Pick out every line in the data below that contains the string "coordinates". Case counts.

▶ Input data
╭──

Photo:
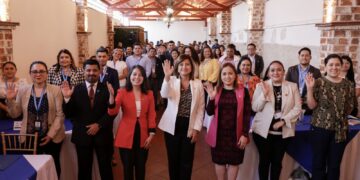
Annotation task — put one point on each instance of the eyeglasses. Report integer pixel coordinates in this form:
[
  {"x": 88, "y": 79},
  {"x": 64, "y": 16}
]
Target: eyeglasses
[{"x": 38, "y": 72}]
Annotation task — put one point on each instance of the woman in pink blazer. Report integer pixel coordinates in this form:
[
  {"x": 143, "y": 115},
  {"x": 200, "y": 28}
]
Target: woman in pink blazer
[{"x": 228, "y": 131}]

╰──
╭──

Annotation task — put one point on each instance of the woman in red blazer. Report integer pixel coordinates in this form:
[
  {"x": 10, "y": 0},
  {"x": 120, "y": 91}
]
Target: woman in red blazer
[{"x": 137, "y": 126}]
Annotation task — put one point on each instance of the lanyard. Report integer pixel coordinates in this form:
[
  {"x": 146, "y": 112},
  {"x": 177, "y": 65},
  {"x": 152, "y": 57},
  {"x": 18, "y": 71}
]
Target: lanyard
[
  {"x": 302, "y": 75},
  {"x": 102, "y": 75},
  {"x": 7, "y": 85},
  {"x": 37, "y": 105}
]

╰──

▶ Solution to the problem
Annotation task — put one point on each instance of the eyeglasses. Report integer pixel coordinates in this form:
Annotation task — put one point on each instance of the woman in pink blazer. Report integer pixel coordinates in this form:
Annotation task — put one point on each instance of the woman in red blazer. Report integer pixel coordinates in this form:
Annotation task — put one point on each instance of the lanyard. Report integer pixel coordinates in this form:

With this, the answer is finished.